[Pointing records]
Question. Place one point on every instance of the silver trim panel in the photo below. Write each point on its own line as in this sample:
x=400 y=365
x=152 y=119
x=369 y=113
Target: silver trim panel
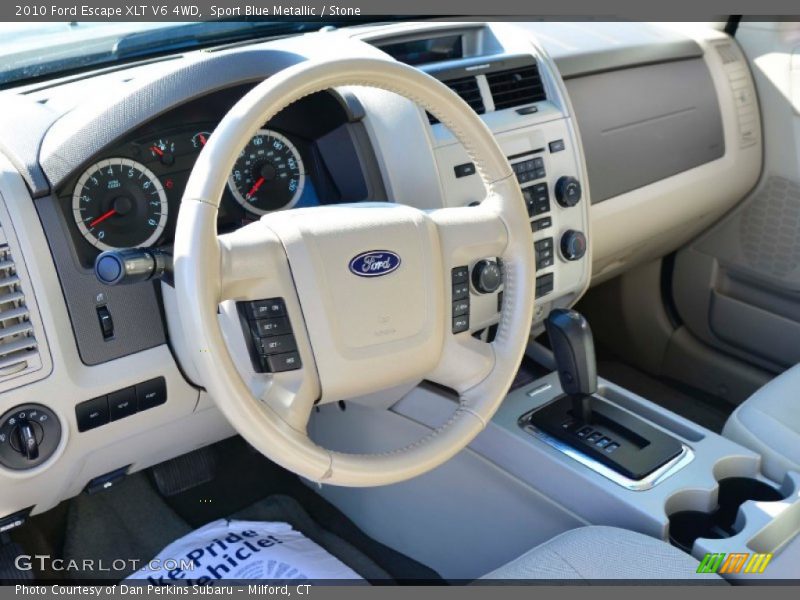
x=685 y=457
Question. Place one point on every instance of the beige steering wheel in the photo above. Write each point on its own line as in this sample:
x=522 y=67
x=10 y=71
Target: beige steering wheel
x=354 y=335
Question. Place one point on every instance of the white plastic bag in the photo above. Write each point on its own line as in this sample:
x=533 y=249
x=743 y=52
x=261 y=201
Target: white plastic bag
x=242 y=551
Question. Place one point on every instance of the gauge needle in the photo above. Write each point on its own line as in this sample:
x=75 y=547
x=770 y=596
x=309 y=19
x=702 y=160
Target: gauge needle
x=103 y=217
x=255 y=187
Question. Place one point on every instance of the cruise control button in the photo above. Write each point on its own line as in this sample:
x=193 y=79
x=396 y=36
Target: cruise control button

> **The problem**
Copy every line of the material above word for word, leaving out the pictures.

> **The answer**
Question. Place one point on every instance of the silver trim panel in the photo below. Write each point on its own line as in this sample:
x=400 y=365
x=152 y=119
x=369 y=113
Target: silver trim panel
x=685 y=457
Question. Place one point on every instance of the beige steering wheel in the photo above. Write each point on its own line as in this sample:
x=522 y=67
x=10 y=71
Target: beige steering wheel
x=354 y=335
Question. Place one point on every instance of the white plastic bag in the photo above. Write each point on its own line as in this sample:
x=533 y=249
x=743 y=52
x=261 y=201
Target: white plastic bag
x=242 y=551
Question. Place one point on every instance of the gauge needle in the photo above. Write each point on its own line as in this sample:
x=75 y=547
x=770 y=596
x=309 y=19
x=702 y=160
Target: gauge needle
x=103 y=217
x=255 y=187
Question. Place one point on every instance of the cruise control button in the photo above. Write each point on its own line as in this sample:
x=193 y=79
x=396 y=36
Target: cruise control button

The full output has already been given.